Problem to solve: Render each line of the rows below as a Markdown table with the columns Number and Line, numbering the lines in order and skipping any blank lines. Leave the pictures out of your answer.

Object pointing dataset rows
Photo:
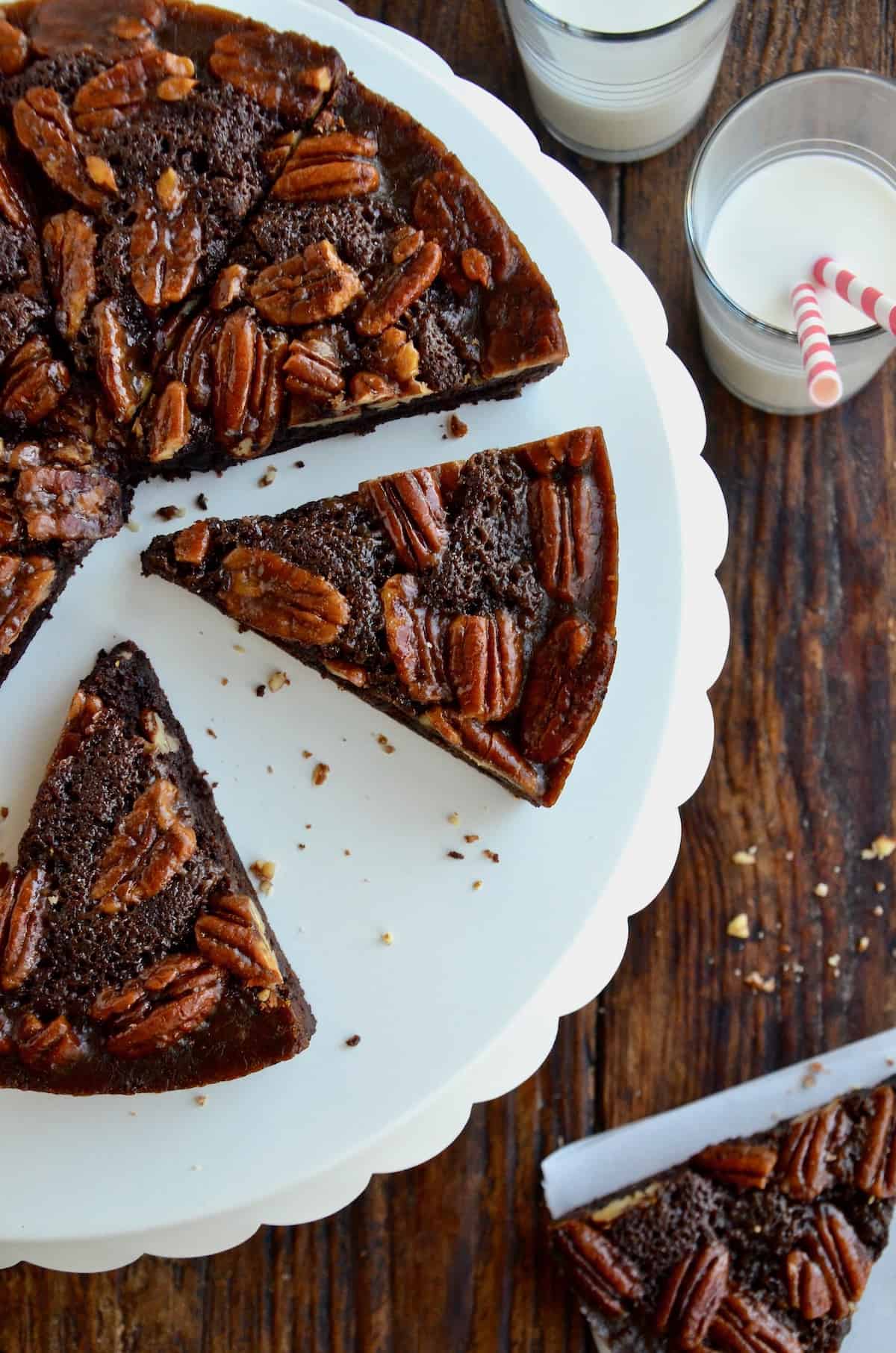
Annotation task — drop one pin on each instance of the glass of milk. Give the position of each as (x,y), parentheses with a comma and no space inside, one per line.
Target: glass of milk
(800,169)
(620,79)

Answer to this exercise:
| Number | Line |
|---|---|
| 1 | Photo: |
| 2 | Annotation task — drop one pin on each instance of the glass of milk. Give the position of each as (x,y), parentheses with a comma and no space inside, one per line. |
| 3 | Target: glass of milk |
| 4 | (800,169) |
| 5 | (620,79) |